"""

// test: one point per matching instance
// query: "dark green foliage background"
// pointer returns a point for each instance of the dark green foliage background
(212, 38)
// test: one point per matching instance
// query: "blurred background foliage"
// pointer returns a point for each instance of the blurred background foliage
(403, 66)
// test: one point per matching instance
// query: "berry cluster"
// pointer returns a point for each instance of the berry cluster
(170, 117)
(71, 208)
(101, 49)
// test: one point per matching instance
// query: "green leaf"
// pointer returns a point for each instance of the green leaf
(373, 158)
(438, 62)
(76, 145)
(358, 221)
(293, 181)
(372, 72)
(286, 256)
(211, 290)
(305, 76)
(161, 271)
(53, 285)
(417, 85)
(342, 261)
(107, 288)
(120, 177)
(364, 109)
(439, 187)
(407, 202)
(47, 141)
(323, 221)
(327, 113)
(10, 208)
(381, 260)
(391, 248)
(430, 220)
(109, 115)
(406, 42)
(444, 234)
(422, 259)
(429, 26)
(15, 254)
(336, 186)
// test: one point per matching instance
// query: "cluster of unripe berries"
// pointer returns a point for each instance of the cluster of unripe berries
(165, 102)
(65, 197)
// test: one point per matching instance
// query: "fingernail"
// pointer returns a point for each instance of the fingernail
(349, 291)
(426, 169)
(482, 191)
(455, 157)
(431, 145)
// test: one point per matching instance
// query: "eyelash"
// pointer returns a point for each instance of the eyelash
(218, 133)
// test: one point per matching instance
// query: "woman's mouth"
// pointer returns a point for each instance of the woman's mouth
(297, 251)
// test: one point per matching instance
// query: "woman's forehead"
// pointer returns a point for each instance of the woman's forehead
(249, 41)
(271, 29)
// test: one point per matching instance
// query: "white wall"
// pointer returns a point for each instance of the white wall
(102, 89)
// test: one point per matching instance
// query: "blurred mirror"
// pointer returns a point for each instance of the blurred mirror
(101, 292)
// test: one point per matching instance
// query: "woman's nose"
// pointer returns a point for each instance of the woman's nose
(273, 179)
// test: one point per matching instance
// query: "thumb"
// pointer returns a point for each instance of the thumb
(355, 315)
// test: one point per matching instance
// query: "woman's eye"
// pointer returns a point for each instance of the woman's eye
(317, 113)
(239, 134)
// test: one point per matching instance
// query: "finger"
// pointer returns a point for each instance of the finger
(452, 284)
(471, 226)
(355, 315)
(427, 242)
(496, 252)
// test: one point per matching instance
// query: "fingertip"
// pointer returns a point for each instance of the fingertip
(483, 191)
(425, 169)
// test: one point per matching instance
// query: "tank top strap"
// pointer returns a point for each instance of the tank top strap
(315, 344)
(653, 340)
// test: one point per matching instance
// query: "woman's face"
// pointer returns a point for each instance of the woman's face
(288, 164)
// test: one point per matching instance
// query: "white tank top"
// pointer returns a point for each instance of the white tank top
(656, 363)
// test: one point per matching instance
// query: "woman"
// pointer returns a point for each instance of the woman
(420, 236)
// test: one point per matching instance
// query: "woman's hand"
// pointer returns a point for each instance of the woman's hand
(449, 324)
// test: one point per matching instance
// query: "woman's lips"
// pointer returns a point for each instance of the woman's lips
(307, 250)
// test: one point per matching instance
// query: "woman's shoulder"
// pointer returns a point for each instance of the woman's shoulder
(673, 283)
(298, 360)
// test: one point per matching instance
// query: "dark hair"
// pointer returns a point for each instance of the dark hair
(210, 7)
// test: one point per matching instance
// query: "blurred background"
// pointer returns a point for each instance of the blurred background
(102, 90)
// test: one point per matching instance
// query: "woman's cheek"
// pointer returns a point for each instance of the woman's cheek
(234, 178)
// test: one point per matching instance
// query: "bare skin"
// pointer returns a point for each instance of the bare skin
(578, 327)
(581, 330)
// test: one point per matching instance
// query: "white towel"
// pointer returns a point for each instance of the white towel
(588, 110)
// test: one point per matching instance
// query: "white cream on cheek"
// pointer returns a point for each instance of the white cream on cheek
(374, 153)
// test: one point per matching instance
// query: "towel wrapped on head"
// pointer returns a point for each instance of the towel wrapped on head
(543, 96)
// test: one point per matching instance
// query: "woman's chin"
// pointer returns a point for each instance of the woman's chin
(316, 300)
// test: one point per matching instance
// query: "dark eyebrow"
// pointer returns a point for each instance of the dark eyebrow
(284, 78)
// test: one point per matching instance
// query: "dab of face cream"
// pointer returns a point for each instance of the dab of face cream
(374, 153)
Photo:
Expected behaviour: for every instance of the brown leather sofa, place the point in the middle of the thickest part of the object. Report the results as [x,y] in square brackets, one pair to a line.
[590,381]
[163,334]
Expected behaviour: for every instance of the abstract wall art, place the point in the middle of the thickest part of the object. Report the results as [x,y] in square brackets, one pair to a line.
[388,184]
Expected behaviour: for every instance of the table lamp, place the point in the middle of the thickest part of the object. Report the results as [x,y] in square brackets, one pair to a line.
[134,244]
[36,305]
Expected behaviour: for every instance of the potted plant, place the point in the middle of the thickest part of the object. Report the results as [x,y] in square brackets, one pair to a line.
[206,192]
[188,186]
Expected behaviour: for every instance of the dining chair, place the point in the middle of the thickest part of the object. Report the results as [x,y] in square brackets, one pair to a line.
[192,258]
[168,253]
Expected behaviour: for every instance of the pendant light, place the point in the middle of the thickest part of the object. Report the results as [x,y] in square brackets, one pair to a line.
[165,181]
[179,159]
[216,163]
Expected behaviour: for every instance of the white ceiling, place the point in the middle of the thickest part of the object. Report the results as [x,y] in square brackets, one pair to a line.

"""

Reproduce the listing above precisely.

**Solution to the problem**.
// test: one point per matching instance
// query: "dark green foliage background"
// pointer returns a point for each instance of the dark green foliage background
(212, 38)
// test: one point per matching instance
// query: "blurred background foliage"
// pointer returns a point for each instance of the blurred background foliage
(403, 66)
// test: one point per matching instance
// query: "berry cluster"
// pointer returns a point for each instance of the berry cluster
(170, 117)
(71, 208)
(101, 49)
// test: one point per matching instance
// query: "green leaf"
// pointer returns a point for each instance of the green leaf
(373, 158)
(438, 62)
(76, 145)
(358, 221)
(293, 181)
(372, 72)
(286, 256)
(211, 290)
(305, 76)
(161, 271)
(53, 285)
(417, 85)
(342, 261)
(107, 288)
(120, 177)
(364, 109)
(439, 187)
(407, 202)
(47, 141)
(323, 221)
(327, 113)
(10, 208)
(381, 260)
(391, 248)
(430, 220)
(109, 115)
(406, 42)
(444, 234)
(422, 259)
(429, 26)
(15, 254)
(336, 186)
// test: one point per matching instance
// query: "cluster of unripe berries"
// pointer returns a point for each instance of the cluster of unripe berries
(165, 102)
(65, 197)
// test: one point per matching instance
// query: "fingernail"
// pointer returns a point for each instance of the fingernail
(349, 291)
(426, 169)
(482, 191)
(455, 157)
(431, 145)
// test: one point per matching instance
// query: "eyelash"
// pointer returns a point for each instance of the eyelash
(218, 133)
// test: one point per matching instance
// query: "woman's mouth"
// pointer returns a point for each instance of the woman's mouth
(297, 251)
// test: one point per matching instance
// query: "woman's forehead"
// pointer returns a point for each instance of the woman's forehead
(249, 41)
(271, 29)
// test: one point per matching instance
// query: "white wall"
// pointer returns a point for each instance of the white wall
(102, 89)
// test: one point per matching instance
// query: "blurred mirror"
// pointer returns a point for each instance of the blurred mirror
(101, 292)
// test: one point per matching instance
// query: "woman's nose"
// pointer returns a point for each instance of the woman's nose
(273, 179)
// test: one point per matching instance
// query: "thumb"
// pointer returns a point for each instance of the thumb
(355, 315)
// test: one point per matching instance
// query: "woman's eye"
// pointer returns a point for each instance of the woman's eye
(317, 113)
(239, 134)
// test: one point per matching instance
// query: "finger"
// pointer returns a point for each instance of the finger
(452, 284)
(471, 226)
(355, 315)
(427, 242)
(496, 252)
// test: one point per matching instance
// query: "fingertip"
// pointer returns a point for each instance of the fingertip
(483, 191)
(425, 169)
// test: one point per matching instance
// query: "tank top strap"
// pointer returns a point for each instance of the tank top strap
(315, 344)
(653, 340)
// test: one point per matching instance
// query: "woman's face"
// pointer returns a point for each instance of the woman's face
(288, 164)
// test: one point per matching instance
// query: "white tank top"
// pointer returns a point for each instance of the white tank top
(656, 363)
// test: one point per matching instance
// query: "woman"
// pointer returns a point for each instance of the woman
(420, 236)
// test: one point per matching instance
// query: "woman's hand"
// pointer returns a point for each instance of the woman's hand
(449, 324)
// test: one point per matching instance
// query: "woman's lips"
// pointer returns a point for each instance of the woman's lips
(307, 250)
// test: one point per matching instance
// query: "woman's shoulder"
// pointer returns a point for each instance of the woman's shoulder
(673, 283)
(298, 360)
// test: one point per matching instance
// query: "dark hair"
// pointer returns a point for each instance of the dark hair
(210, 7)
// test: one point per matching instance
// query: "blurred background"
// pointer returns a point for each instance of the blurred background
(102, 90)
// test: one point per matching instance
// query: "woman's cheek"
// pointer returns a point for each instance of the woman's cheek
(234, 178)
// test: one point per matching instance
// query: "bare skin"
// pointer returns a point for each instance of the bare skin
(578, 327)
(581, 330)
// test: one point per matching instance
// query: "white towel"
// pointer returns a point for each instance of the white towel
(588, 110)
// test: one point per matching instance
// query: "white cream on cheek"
// pointer returns a point for each instance of the white cream on cheek
(374, 153)
// test: one point per matching instance
// query: "towel wrapped on head"
// pointer returns a point for each instance of the towel wrapped on head
(543, 96)
// test: one point per matching instance
// query: "woman's chin"
// pointer returns a point for each instance of the woman's chin
(316, 300)
// test: one point per matching instance
// query: "dark eyebrow"
// pointer returns a point for each instance of the dark eyebrow
(284, 78)
// test: one point per matching instance
// query: "dab of face cream"
// pointer returns a point for each instance of the dab of face cream
(374, 153)
Photo:
Expected behaviour: for every instance of the brown leather sofa, place the point in the middle of the thickest part of the object. Report the results as [x,y] in square brackets, one pair to a line.
[590,381]
[163,334]
Expected behaviour: for every instance of the abstract wall art, place the point in the middle of the thickest part of the object. Report the results as [x,y] in square brackets, one pair to a line.
[388,184]
Expected behaviour: for every instance of the table lamp, place the point in the middle of the thickest part of the object. Report the results as [x,y] in square brackets, one pair to a line.
[134,244]
[36,305]
Expected behaviour: for every instance of the potted plant, place the point in the middle of the thickest part of the object. Report the results as [x,y] in square brackets, one pair to a line.
[206,192]
[188,186]
Expected behaviour: for every instance of the dining chair, place the point in the middle of the thickest part of the object. Report the results as [x,y] in square brackets, one pair to a line.
[192,258]
[168,253]
Expected behaviour: for every instance of the pendant light, place the point in the middle of the thickest part of the object. Report the results as [x,y] in square brackets, one pair to a line.
[165,181]
[179,159]
[216,163]
Expected behaviour: for every instance of the white ceiling, place the point in the middle of the thickest part of the object. Report the results as [x,y] in square brackets, one pair to a line.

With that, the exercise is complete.